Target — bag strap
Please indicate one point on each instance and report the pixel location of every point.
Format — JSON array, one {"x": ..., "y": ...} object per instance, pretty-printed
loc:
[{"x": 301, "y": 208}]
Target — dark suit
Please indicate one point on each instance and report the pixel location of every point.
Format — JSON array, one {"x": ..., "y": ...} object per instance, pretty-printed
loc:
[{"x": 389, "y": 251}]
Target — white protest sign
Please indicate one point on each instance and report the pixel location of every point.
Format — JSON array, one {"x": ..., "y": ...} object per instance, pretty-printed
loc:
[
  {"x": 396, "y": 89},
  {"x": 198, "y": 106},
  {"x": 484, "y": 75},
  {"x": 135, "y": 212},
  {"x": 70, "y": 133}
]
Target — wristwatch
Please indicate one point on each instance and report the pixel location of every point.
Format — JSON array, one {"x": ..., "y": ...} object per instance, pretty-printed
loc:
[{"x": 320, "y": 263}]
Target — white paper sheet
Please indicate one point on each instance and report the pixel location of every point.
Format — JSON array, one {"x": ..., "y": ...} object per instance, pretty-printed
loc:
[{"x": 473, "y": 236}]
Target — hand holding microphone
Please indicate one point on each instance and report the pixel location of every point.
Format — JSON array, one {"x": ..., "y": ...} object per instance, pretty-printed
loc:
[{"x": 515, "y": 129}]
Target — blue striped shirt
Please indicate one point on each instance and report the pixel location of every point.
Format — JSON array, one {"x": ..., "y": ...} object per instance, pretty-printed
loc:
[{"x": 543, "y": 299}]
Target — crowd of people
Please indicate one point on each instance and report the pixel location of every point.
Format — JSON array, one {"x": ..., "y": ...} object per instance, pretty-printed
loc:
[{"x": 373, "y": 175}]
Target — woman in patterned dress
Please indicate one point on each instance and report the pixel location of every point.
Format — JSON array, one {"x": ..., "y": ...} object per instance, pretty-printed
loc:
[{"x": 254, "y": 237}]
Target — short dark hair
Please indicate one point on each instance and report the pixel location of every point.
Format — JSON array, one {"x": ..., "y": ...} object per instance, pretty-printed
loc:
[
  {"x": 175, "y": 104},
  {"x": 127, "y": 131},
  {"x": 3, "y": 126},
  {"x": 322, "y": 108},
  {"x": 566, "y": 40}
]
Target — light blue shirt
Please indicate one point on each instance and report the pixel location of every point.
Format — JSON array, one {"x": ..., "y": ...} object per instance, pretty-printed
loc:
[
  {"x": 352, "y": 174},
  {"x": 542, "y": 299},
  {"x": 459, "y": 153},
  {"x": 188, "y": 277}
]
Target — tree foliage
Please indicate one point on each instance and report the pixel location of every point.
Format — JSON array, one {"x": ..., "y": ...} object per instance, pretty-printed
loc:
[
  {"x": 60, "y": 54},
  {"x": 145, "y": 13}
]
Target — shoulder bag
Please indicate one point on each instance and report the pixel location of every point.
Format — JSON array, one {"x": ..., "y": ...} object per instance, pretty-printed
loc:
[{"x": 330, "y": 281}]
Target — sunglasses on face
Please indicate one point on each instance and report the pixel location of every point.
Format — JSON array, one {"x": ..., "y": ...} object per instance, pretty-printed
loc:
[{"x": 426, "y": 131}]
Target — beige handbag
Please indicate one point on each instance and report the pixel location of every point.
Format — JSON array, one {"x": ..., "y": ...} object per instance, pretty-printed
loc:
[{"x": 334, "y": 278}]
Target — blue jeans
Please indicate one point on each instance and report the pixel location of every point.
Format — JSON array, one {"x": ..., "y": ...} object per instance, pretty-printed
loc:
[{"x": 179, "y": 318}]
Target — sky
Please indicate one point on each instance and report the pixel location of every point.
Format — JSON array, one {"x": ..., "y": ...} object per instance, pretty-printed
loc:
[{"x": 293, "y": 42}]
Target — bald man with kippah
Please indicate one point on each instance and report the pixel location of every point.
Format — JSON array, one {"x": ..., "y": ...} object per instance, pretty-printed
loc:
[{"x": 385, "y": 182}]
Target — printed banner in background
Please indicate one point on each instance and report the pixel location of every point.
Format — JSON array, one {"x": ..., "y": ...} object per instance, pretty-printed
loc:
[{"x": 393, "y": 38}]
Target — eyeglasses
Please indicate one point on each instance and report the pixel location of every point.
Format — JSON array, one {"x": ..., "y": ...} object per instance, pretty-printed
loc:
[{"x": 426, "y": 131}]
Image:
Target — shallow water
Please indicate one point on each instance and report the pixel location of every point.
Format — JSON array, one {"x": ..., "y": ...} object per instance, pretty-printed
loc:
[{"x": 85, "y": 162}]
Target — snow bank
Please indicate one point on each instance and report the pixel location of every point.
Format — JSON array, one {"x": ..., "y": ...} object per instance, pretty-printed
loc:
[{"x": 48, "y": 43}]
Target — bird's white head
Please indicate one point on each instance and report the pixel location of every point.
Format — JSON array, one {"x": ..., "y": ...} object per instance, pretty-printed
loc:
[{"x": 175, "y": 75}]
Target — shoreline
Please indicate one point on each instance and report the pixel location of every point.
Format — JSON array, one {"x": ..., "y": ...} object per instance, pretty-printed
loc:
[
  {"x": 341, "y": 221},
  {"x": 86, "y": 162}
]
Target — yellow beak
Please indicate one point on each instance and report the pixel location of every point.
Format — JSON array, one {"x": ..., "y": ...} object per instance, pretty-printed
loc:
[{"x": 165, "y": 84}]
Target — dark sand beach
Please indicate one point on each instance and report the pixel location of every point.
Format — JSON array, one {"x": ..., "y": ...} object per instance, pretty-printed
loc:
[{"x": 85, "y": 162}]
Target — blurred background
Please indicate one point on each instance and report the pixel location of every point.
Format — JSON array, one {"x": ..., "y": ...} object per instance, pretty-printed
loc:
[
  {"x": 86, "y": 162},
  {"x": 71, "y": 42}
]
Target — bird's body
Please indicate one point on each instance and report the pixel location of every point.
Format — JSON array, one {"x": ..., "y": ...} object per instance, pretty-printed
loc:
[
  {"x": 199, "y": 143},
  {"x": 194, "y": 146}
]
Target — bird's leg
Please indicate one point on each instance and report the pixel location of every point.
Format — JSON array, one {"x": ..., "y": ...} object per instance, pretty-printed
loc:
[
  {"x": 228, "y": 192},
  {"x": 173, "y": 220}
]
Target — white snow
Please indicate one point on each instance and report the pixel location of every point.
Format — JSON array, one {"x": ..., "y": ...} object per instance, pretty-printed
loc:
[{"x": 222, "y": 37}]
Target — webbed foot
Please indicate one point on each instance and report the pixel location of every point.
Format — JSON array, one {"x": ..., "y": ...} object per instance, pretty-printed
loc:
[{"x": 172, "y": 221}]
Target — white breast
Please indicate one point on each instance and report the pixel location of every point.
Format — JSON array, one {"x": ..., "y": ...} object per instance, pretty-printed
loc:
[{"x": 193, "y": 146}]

#####

== Task ==
Please reproduce the entire listing, exactly as shown.

== The result ==
Target — bag strap
Please indicate one point on each instance and report the pixel location of every point.
Format — JSON array, one {"x": ..., "y": ...} object per instance, pretty-printed
loc:
[{"x": 301, "y": 208}]
Target — dark suit
Please indicate one point on each instance and report the pixel location of every point.
Format — JSON array, one {"x": ..., "y": ...} object per instance, pretty-printed
loc:
[{"x": 389, "y": 251}]
Target — white protest sign
Please indicate one point on each instance and report the pixel location of every point.
Format — JSON array, one {"x": ..., "y": ...} object per instance, pretty-printed
loc:
[
  {"x": 396, "y": 89},
  {"x": 198, "y": 106},
  {"x": 484, "y": 75},
  {"x": 135, "y": 212},
  {"x": 70, "y": 133}
]
Target — wristwatch
Please indicate one point on each instance and report the pixel location of every point.
Format — JSON array, one {"x": ..., "y": ...} object per instance, pretty-printed
loc:
[{"x": 320, "y": 263}]
Target — white paper sheet
Please indicate one point on each instance and report the pixel location of every point.
Format — JSON array, one {"x": ..., "y": ...} object per instance, pretty-printed
loc:
[{"x": 473, "y": 236}]
Target — hand holding microphone
Please indicate one point on each instance and report the pixel location of every point.
Format — JSON array, one {"x": ..., "y": ...} object per instance, pretty-printed
loc:
[{"x": 515, "y": 129}]
Target — blue striped shirt
Please indicate one point on each instance and report the pixel location of every point.
Format — JSON array, one {"x": ..., "y": ...} object per instance, pretty-printed
loc:
[{"x": 543, "y": 299}]
Target — crowd of people
Please indicate one point on each instance and report the pixel location of every point.
Format — JSON array, one {"x": ..., "y": ...} object per instance, pretty-printed
loc:
[{"x": 373, "y": 175}]
Target — woman in patterned dress
Please indicate one point on each instance and report the pixel location of every point.
Format — JSON array, one {"x": ..., "y": ...} object per instance, pretty-printed
loc:
[{"x": 254, "y": 237}]
Target — short dark hair
Please indicate one point on each instance and report the pixel location of every point.
Format — JSON array, one {"x": ..., "y": ...} object per instance, pretty-printed
loc:
[
  {"x": 175, "y": 104},
  {"x": 127, "y": 131},
  {"x": 3, "y": 126},
  {"x": 322, "y": 108},
  {"x": 566, "y": 40}
]
Target — light blue shirt
Please indicate one point on each instance and report the pixel location of every point.
Format — JSON array, one {"x": ..., "y": ...} object per instance, pretty-printed
loc:
[
  {"x": 352, "y": 174},
  {"x": 542, "y": 299},
  {"x": 459, "y": 153},
  {"x": 188, "y": 277}
]
Target — tree foliage
Please indicate one point on each instance and report the pixel location of every point.
Format — JSON array, one {"x": ..., "y": ...} object per instance, pretty-printed
loc:
[
  {"x": 60, "y": 54},
  {"x": 145, "y": 13}
]
Target — shoulder bag
Please indicate one point on each instance and report the pixel location of every point.
Format — JSON array, one {"x": ..., "y": ...} object per instance, pretty-printed
loc:
[{"x": 330, "y": 281}]
Target — sunglasses on face
Please indicate one point on each instance and report the pixel location of every point.
Format — JSON array, one {"x": ..., "y": ...} object per instance, pretty-printed
loc:
[{"x": 426, "y": 131}]
Target — beige handbag
Please indicate one point on each instance and report the pixel location of every point.
Format — JSON array, one {"x": ..., "y": ...} object per instance, pretty-printed
loc:
[{"x": 334, "y": 278}]
Target — blue jeans
Please indicate one point on each instance and report the pixel location of every point.
Format — JSON array, one {"x": ..., "y": ...} object per instance, pretty-printed
loc:
[{"x": 179, "y": 318}]
Target — sky
Please indicate one point on each instance and report the pixel location of every point.
Format — JSON array, one {"x": ..., "y": ...} object per instance, pretty-printed
loc:
[{"x": 293, "y": 42}]
Target — bald man with kippah
Please indicate one point on each instance and report the pixel location of every point.
Format — JSON array, one {"x": ..., "y": ...} object per instance, pretty-printed
loc:
[{"x": 385, "y": 182}]
Target — printed banner in background
Please indicate one point on each instance and report the pixel location of every point.
Format — JSON array, one {"x": ..., "y": ...} object per instance, pretty-printed
loc:
[{"x": 393, "y": 38}]
Target — eyeglasses
Please indicate one point on each instance and report the pixel location of every point.
Format — JSON array, one {"x": ..., "y": ...} object per instance, pretty-printed
loc:
[{"x": 426, "y": 131}]
Image:
Target — shallow water
Please indicate one point on each instance and report the pixel location of every point.
Format — JSON array, one {"x": ..., "y": ...} object per instance, pretty-printed
loc:
[{"x": 85, "y": 162}]
Target — snow bank
Please indicate one point on each instance and report the pixel location of every point.
Format — JSON array, one {"x": ..., "y": ...} object per instance, pretty-printed
loc:
[{"x": 48, "y": 43}]
Target — bird's white head
Please indicate one point on each instance and report the pixel location of every point.
Format — JSON array, one {"x": ..., "y": ...} object per instance, pretty-printed
loc:
[{"x": 175, "y": 75}]
Target — shoreline
Please indicate one point on each instance and report the pixel location of every point.
Format — JSON array, one {"x": ..., "y": ...} object per instance, pretty-printed
loc:
[
  {"x": 341, "y": 221},
  {"x": 86, "y": 162}
]
Target — yellow beak
Please indicate one point on each instance and report the pixel location of every point.
Format — JSON array, one {"x": ..., "y": ...} object per instance, pretty-printed
loc:
[{"x": 165, "y": 84}]
Target — dark sand beach
Please indicate one point on each instance and report the pixel location of every point.
Format — JSON array, one {"x": ..., "y": ...} object per instance, pretty-printed
loc:
[{"x": 85, "y": 162}]
Target — blurred background
Please indicate one point on each instance and report the pixel location of every point.
Format — JSON array, one {"x": ..., "y": ...} object per instance, pretty-printed
loc:
[
  {"x": 86, "y": 162},
  {"x": 71, "y": 42}
]
Target — bird's body
Please indicate one point on each instance and report the pixel location of every point.
Format — JSON array, one {"x": ..., "y": ...} object per instance, pretty-printed
loc:
[
  {"x": 199, "y": 143},
  {"x": 194, "y": 146}
]
Target — bird's leg
Please indicate one point on each instance and report the pixel location of every point.
Format — JSON array, one {"x": ..., "y": ...} object per instance, pretty-printed
loc:
[
  {"x": 228, "y": 192},
  {"x": 173, "y": 220}
]
Target — white snow
Please indicate one point on each instance and report the pixel location of every point.
Format — JSON array, one {"x": ..., "y": ...} object per instance, pretty-printed
loc:
[{"x": 222, "y": 37}]
Target — webbed foot
Please indicate one point on each instance and report the pixel location of every point.
Format — JSON array, one {"x": ..., "y": ...} object per instance, pretty-printed
loc:
[{"x": 172, "y": 221}]
Target — white breast
Please indicate one point on each instance and report the pixel location of every point.
Format — JSON array, one {"x": ..., "y": ...} object per instance, pretty-printed
loc:
[{"x": 193, "y": 146}]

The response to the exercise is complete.